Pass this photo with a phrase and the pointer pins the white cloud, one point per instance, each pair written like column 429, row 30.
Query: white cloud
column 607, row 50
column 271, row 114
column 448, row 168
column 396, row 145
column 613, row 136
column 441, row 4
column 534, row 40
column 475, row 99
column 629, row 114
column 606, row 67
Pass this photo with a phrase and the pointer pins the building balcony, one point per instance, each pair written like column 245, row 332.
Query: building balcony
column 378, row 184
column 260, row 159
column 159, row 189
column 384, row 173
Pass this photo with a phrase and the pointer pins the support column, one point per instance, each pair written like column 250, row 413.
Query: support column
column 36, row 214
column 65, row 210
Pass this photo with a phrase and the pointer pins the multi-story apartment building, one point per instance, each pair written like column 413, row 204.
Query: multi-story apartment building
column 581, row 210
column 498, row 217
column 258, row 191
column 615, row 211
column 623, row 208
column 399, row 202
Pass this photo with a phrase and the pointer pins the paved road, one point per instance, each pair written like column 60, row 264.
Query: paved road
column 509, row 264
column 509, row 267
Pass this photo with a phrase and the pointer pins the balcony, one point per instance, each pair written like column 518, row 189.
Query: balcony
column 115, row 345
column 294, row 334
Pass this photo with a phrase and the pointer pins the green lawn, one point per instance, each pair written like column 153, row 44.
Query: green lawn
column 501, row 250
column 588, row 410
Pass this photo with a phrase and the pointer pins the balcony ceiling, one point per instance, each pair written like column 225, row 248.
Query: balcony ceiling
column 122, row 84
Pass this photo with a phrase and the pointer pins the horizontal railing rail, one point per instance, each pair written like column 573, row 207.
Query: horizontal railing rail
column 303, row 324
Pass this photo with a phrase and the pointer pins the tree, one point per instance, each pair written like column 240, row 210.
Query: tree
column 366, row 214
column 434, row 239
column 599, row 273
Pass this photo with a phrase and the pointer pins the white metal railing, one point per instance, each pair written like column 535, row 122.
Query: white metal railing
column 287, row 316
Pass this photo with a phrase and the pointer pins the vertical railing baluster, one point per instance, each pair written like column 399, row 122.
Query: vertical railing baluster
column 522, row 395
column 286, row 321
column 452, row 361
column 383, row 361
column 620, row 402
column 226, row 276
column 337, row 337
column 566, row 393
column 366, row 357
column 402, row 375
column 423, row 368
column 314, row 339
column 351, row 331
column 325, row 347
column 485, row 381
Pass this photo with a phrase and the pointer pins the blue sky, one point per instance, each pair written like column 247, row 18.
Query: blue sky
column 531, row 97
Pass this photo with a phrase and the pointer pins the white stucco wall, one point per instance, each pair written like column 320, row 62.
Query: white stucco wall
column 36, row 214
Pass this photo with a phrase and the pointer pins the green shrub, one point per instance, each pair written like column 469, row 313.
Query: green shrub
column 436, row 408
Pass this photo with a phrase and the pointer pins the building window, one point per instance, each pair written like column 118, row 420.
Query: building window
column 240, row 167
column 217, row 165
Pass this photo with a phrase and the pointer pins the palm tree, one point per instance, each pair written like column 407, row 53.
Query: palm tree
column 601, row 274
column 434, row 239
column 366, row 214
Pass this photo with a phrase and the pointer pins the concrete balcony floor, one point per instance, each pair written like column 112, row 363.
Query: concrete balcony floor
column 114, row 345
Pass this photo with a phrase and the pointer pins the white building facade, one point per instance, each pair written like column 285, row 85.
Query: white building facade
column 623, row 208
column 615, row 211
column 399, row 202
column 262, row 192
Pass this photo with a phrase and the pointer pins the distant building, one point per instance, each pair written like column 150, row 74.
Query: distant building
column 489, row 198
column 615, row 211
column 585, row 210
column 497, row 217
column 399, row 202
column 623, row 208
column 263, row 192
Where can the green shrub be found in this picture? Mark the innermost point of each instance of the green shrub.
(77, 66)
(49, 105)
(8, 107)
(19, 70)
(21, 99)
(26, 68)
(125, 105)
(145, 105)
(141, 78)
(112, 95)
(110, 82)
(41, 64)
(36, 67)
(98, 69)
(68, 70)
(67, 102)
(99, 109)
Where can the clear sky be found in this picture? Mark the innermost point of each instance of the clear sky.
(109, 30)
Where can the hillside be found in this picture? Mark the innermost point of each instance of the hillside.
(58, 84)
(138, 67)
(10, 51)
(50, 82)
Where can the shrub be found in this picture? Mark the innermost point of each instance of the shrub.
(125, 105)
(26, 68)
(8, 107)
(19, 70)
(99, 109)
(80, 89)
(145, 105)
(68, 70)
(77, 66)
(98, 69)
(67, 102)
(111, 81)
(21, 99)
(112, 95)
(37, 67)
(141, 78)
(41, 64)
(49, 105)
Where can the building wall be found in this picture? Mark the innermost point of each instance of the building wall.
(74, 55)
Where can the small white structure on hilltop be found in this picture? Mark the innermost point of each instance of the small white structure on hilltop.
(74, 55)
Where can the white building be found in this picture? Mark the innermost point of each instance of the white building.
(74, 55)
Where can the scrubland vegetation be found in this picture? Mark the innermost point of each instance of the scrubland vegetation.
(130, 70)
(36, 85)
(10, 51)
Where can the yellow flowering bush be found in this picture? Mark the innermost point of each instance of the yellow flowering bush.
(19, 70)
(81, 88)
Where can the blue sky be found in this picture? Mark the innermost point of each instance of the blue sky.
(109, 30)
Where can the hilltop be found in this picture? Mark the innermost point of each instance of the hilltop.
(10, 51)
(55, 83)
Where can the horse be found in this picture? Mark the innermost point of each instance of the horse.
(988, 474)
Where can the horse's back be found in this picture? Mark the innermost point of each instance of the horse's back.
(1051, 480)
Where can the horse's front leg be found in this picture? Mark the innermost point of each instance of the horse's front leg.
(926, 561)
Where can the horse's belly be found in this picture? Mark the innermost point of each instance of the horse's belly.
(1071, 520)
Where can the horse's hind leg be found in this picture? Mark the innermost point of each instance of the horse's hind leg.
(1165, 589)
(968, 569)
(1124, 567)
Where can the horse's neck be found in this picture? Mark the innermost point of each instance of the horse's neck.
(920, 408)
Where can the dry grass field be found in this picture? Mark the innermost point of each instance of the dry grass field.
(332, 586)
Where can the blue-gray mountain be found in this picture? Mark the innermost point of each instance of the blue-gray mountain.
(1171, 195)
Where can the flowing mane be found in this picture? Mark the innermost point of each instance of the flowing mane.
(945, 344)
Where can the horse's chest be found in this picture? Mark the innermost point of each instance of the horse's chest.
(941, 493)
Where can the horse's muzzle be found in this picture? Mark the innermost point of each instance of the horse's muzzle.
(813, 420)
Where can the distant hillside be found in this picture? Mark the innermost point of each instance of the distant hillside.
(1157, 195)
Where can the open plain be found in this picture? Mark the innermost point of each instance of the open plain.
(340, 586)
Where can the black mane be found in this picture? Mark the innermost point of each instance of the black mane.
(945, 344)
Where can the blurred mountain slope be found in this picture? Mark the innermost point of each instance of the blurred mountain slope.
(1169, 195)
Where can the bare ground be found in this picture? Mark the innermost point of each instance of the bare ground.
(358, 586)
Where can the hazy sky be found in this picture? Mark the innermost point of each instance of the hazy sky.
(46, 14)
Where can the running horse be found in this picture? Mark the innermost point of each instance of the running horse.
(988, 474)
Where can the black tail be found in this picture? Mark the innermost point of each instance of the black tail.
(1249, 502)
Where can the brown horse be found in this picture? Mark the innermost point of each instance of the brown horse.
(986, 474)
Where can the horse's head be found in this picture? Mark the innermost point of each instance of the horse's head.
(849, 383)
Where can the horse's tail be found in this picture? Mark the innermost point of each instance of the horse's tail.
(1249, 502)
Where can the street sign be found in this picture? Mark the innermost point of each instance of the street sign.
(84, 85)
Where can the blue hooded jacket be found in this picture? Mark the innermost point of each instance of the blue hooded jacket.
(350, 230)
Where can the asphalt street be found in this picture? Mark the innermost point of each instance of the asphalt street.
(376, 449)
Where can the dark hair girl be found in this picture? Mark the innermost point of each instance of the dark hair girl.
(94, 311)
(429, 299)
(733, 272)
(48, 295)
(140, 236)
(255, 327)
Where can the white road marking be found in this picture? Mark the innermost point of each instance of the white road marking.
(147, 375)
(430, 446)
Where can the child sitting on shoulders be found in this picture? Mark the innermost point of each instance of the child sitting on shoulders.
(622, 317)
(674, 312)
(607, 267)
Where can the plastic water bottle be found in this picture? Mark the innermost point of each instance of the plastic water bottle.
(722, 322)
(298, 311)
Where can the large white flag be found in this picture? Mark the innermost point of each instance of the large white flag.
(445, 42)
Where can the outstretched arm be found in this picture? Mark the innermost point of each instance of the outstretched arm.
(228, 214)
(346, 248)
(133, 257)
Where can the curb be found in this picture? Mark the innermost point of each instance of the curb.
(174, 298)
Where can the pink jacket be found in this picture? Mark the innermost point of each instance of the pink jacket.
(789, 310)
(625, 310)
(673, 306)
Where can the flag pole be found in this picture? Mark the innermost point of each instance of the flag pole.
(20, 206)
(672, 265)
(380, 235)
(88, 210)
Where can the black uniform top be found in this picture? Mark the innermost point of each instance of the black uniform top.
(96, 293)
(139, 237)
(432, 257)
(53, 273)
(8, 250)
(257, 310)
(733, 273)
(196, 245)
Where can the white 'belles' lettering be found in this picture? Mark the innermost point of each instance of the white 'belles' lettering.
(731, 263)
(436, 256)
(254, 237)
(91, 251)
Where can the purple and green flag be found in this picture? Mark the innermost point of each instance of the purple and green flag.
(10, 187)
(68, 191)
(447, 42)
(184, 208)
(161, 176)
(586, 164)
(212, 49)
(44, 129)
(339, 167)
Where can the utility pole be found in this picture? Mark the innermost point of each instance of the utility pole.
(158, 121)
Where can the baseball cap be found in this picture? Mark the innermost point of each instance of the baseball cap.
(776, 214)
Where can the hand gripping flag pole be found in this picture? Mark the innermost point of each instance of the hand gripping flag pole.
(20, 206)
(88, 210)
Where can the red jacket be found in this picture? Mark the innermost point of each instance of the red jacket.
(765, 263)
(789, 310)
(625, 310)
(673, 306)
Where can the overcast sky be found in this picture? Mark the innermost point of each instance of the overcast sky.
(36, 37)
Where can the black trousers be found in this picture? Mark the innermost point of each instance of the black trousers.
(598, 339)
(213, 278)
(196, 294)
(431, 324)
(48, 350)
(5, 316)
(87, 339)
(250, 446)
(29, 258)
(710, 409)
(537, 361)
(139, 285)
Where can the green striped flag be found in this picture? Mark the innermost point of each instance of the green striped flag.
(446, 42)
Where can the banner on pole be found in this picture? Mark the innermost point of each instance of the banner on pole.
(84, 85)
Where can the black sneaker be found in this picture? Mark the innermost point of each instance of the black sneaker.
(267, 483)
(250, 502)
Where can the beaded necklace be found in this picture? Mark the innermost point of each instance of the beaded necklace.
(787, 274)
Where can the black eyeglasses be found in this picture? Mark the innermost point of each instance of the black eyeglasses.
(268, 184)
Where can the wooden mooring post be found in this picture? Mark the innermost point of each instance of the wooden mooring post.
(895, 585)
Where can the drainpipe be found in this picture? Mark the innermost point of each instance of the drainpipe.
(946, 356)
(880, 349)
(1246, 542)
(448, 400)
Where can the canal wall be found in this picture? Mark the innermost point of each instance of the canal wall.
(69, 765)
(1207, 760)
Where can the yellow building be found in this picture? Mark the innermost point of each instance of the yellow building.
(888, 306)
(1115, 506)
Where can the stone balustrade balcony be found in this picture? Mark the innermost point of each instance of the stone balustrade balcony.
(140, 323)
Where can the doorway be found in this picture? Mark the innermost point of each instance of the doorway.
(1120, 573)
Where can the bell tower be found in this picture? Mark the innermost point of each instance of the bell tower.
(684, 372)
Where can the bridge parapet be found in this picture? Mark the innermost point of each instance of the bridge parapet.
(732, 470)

*INSTRUCTIONS TO FOLLOW*.
Rewrite the entries from the line with "573, row 207." to the line with "column 599, row 273", replacing "horizontal railing rail" with "horizontal handrail" and leaving everything else as it is.

*ANSWER TO THIS EXERCISE*.
Pass this photo with a phrase and the pointer pins the horizontal handrail, one point per instance, each pair written like column 573, row 207.
Query: horizontal handrail
column 303, row 324
Pass this photo with a phrase and the pointer pins the tree, one point per instance, each pair written like column 240, row 210.
Query: tree
column 366, row 214
column 434, row 239
column 599, row 273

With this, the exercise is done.